--- START ---

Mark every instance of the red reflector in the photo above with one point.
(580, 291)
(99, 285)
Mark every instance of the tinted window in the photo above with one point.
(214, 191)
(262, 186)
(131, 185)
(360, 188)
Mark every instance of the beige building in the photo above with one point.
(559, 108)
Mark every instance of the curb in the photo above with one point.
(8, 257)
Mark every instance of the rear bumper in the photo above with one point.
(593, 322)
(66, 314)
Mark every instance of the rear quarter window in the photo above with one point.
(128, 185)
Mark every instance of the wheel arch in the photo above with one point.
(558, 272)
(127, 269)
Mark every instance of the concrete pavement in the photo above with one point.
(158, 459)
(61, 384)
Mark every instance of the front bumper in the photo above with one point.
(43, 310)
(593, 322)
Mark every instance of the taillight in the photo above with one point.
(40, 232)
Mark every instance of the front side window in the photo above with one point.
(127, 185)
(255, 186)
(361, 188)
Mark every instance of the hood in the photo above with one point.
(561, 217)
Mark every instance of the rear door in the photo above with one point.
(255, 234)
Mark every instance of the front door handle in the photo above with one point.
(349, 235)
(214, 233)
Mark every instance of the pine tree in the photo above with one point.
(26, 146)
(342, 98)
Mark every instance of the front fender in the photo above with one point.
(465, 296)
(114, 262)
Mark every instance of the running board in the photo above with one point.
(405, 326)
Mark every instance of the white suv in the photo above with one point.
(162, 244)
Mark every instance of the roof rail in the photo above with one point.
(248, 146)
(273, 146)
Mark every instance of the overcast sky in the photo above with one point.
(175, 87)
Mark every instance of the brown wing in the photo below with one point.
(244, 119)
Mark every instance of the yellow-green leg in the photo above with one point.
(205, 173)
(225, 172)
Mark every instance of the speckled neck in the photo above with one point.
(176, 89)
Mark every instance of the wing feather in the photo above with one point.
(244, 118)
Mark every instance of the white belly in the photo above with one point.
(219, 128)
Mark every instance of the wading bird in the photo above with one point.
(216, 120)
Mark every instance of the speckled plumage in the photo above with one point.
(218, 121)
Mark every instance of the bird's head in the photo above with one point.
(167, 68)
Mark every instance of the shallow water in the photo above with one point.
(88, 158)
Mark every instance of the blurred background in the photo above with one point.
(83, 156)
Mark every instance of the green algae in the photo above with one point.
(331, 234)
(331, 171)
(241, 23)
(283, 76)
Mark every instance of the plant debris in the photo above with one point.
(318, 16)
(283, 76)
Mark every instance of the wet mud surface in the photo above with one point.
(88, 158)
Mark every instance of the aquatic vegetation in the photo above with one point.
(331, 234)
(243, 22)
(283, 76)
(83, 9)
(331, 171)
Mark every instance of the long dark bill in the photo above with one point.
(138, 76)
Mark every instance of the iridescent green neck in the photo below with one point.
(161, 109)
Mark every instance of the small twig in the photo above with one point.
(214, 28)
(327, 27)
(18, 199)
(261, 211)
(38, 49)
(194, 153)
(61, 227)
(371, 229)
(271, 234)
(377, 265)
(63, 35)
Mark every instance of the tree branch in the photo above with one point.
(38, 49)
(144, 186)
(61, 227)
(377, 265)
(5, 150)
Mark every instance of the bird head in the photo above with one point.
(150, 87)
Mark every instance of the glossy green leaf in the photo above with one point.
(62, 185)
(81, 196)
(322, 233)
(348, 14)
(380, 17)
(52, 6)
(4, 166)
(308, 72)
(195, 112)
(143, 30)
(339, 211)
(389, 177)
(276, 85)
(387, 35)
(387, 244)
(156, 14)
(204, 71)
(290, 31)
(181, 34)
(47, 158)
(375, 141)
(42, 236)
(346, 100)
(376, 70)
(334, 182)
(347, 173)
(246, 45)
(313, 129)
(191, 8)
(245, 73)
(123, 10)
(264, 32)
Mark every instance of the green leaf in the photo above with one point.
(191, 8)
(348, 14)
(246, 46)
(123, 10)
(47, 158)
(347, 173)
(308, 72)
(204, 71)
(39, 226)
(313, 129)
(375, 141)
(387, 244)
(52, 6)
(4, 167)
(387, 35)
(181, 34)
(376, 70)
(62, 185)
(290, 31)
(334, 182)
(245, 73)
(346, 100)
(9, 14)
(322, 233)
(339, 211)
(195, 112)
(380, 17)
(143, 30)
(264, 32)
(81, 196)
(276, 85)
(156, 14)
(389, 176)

--- END ---

The line containing "Mark every instance of the plant" and all lines after it, to the end of the records, are to be output exactly and alone.

Mark every instance of the plant debris in the photo above with one point.
(318, 16)
(283, 76)
Mark every instance of the wet mud surface in the photo above with one point.
(88, 158)
Mark every instance of the aquatic vegetation in the photo above with one point.
(331, 234)
(243, 22)
(283, 76)
(83, 9)
(331, 171)
Mark every instance of the long dark bill in the photo above with one point.
(138, 76)
Mark every instance of the iridescent green neck in the photo below with one point.
(161, 109)
Mark every instance of the small twig in the photo above with one point.
(214, 28)
(327, 27)
(18, 199)
(261, 211)
(38, 49)
(194, 153)
(61, 227)
(371, 229)
(271, 234)
(377, 265)
(63, 35)
Mark every instance of the tree branch in the photo above with one point.
(38, 49)
(144, 186)
(61, 227)
(377, 265)
(5, 150)
Mark every instance of the bird head in the photo above with one point.
(150, 87)
Mark every instance of the glossy green leaf in the photo above with one point.
(62, 185)
(81, 196)
(322, 233)
(348, 14)
(380, 17)
(52, 6)
(4, 166)
(308, 72)
(195, 112)
(143, 30)
(339, 211)
(389, 177)
(276, 85)
(387, 35)
(387, 244)
(156, 14)
(204, 71)
(290, 31)
(181, 34)
(47, 158)
(375, 141)
(42, 236)
(346, 100)
(376, 70)
(334, 182)
(347, 173)
(246, 45)
(313, 129)
(191, 8)
(245, 73)
(123, 10)
(264, 32)
Mark every instance of the green leaf in the photo above with one point.
(191, 8)
(348, 14)
(246, 46)
(123, 10)
(47, 158)
(347, 173)
(308, 72)
(204, 71)
(39, 226)
(313, 129)
(375, 141)
(387, 244)
(52, 6)
(4, 167)
(387, 35)
(181, 34)
(376, 70)
(62, 185)
(290, 31)
(334, 182)
(245, 73)
(346, 100)
(9, 14)
(322, 233)
(339, 211)
(195, 112)
(380, 17)
(143, 30)
(264, 32)
(81, 196)
(276, 85)
(156, 14)
(389, 176)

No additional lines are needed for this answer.